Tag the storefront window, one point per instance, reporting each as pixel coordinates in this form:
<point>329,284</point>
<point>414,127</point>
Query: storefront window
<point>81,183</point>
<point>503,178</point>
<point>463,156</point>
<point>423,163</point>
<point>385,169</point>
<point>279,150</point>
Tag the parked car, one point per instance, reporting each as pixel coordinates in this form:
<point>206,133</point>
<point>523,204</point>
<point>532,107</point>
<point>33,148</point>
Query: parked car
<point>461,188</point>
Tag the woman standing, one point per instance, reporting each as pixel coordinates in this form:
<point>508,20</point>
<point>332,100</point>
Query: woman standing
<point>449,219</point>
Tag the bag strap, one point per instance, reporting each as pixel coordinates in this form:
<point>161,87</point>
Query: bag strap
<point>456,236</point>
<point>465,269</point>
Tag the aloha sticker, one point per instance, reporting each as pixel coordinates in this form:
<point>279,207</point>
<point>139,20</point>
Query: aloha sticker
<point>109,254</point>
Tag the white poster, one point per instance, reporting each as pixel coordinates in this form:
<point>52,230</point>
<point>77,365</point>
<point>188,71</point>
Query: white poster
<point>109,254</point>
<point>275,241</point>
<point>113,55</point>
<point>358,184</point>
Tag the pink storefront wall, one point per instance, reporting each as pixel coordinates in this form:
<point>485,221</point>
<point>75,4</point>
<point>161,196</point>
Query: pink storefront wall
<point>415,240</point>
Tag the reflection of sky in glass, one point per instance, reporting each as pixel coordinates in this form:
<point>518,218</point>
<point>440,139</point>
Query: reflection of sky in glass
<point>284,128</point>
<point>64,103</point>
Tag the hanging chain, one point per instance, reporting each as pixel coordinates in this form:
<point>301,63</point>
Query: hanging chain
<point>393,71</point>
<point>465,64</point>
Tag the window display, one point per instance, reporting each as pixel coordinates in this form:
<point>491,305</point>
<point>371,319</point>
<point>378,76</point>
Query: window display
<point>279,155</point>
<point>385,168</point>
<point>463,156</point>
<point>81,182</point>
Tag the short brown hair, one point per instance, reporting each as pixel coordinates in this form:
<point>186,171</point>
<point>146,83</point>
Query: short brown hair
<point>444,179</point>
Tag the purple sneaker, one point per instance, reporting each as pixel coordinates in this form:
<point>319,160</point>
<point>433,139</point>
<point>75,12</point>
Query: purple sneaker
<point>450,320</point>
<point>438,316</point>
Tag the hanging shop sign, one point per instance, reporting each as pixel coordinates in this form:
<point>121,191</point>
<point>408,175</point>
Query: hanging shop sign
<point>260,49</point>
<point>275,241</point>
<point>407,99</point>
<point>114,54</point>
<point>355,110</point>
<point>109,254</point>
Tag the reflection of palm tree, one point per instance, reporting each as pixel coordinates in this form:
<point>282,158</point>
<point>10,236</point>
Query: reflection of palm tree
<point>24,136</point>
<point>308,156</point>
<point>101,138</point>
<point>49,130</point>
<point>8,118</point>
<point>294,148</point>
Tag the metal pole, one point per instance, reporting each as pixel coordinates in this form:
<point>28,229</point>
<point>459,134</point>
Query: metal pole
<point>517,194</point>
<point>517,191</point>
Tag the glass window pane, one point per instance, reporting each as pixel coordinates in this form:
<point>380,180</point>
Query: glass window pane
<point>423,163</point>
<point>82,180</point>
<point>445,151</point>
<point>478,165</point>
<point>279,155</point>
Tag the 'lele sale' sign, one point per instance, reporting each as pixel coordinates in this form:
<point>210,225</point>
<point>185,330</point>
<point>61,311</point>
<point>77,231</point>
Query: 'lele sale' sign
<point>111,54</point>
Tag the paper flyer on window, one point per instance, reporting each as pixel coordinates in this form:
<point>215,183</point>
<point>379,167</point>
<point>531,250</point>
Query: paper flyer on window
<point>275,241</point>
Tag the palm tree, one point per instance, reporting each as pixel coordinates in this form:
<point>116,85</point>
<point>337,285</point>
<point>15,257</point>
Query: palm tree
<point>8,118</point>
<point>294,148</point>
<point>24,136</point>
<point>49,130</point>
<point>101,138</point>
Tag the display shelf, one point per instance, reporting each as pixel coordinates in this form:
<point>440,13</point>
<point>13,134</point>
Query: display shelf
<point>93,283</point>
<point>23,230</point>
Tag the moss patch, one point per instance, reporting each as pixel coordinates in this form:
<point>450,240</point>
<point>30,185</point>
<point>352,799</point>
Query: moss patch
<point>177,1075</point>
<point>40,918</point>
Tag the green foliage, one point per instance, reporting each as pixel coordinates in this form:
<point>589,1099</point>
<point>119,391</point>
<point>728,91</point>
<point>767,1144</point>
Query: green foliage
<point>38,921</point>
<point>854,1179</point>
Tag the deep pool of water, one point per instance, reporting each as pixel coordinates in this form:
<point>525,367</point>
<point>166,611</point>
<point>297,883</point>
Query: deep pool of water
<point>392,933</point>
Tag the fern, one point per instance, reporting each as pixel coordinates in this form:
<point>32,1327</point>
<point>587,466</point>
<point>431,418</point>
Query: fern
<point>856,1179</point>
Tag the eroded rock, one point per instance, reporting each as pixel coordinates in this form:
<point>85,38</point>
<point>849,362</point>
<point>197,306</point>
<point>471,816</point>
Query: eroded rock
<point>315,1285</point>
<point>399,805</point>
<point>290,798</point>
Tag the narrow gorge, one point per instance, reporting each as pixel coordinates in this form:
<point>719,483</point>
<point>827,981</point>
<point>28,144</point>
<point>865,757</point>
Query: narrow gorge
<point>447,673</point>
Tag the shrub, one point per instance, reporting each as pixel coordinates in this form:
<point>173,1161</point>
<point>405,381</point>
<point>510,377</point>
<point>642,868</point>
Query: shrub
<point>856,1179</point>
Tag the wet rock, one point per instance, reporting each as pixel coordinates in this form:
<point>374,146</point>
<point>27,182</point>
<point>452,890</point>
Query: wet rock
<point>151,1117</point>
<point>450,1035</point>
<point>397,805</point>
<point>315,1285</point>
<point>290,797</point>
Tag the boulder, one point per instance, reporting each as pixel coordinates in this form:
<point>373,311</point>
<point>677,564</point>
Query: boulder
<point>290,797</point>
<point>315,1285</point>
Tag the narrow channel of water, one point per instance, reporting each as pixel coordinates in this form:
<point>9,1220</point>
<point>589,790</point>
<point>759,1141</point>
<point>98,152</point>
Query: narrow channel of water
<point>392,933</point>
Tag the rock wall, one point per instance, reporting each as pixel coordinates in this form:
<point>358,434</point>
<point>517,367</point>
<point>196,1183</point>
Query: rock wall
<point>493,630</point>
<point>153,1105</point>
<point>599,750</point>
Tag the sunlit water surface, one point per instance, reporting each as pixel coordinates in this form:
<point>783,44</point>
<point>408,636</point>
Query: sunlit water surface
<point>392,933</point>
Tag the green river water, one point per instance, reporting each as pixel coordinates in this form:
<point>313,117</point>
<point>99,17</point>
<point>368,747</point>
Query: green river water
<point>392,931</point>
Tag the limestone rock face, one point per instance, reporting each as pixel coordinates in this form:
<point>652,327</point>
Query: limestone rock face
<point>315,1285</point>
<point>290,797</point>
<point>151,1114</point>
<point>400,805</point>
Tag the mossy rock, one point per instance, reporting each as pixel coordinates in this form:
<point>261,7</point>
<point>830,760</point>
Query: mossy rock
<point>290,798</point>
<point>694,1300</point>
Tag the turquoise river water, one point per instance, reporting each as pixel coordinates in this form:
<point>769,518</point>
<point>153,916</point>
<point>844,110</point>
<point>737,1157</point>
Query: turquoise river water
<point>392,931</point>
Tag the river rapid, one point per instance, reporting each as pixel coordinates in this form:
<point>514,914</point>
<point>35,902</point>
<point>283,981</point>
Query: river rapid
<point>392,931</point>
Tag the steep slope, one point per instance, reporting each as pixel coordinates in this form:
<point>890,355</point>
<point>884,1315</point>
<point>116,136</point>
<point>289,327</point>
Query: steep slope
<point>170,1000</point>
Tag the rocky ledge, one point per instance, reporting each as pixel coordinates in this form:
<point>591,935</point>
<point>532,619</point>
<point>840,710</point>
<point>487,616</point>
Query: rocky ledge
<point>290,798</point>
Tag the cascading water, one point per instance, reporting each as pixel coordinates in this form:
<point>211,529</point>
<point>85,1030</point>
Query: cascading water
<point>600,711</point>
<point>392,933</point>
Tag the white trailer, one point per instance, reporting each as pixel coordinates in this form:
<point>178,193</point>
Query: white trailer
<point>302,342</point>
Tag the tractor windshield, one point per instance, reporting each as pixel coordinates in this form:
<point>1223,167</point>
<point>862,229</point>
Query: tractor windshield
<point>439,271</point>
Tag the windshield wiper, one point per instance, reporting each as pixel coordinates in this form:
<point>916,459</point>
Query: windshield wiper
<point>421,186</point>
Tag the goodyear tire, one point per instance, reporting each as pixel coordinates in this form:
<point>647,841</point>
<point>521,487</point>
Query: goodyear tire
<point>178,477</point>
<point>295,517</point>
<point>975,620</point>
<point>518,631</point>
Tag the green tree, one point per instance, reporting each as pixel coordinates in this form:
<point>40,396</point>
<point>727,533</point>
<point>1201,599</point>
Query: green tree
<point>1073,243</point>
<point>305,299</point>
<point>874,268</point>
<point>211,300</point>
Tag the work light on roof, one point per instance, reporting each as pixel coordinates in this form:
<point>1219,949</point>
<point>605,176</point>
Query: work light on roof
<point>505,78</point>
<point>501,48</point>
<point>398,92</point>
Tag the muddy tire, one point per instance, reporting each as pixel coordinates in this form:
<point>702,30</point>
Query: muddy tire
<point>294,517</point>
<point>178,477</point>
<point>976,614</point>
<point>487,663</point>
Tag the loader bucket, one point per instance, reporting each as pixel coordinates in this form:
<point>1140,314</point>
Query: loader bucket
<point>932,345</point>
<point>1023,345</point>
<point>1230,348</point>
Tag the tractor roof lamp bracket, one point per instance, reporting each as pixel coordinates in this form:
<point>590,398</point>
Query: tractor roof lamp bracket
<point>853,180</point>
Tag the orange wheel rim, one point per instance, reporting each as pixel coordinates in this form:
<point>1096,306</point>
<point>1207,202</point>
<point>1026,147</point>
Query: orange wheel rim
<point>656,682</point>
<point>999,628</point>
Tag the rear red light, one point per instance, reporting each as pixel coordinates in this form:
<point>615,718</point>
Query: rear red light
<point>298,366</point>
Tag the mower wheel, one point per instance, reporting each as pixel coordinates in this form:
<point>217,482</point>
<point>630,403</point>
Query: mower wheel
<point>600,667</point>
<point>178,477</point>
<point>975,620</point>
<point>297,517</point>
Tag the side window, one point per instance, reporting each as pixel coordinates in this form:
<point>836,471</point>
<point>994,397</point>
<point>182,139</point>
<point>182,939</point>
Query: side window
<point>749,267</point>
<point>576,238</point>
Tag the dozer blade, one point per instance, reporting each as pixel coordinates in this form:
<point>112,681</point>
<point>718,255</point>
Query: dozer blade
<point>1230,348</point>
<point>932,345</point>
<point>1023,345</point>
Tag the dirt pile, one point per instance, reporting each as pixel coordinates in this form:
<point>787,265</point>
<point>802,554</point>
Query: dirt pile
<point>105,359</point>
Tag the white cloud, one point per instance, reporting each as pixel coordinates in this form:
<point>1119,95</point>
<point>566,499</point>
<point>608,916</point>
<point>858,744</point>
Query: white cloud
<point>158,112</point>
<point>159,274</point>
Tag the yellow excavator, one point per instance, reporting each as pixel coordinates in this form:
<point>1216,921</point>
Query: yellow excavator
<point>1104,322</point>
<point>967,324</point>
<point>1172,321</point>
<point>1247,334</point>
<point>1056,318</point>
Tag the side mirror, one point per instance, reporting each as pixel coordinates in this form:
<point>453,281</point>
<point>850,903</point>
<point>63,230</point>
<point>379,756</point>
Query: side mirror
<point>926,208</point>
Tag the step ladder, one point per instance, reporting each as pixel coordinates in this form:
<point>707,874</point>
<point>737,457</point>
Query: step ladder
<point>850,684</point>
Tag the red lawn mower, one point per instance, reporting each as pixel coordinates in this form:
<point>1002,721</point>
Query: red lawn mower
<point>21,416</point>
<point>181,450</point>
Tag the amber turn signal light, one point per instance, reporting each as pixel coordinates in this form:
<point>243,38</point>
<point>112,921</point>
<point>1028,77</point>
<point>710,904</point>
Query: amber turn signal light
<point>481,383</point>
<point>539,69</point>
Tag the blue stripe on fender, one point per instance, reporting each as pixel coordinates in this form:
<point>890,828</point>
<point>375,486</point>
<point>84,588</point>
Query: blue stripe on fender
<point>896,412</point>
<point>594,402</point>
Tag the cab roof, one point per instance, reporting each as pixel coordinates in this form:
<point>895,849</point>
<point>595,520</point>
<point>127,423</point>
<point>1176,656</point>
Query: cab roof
────────
WRITTEN EXERCISE — Put the lines of the rows above, from the very first line through the line containing "<point>279,150</point>", inclusive, into a JSON list of strings with one string per line, leaving out blank lines.

TASK SOLUTION —
[
  "Tag the storefront window, one point per instance, reporting each as pixel coordinates in this form:",
  "<point>329,284</point>",
  "<point>414,127</point>",
  "Query: storefront window",
  "<point>81,183</point>",
  "<point>503,178</point>",
  "<point>463,156</point>",
  "<point>423,163</point>",
  "<point>385,169</point>",
  "<point>279,150</point>"
]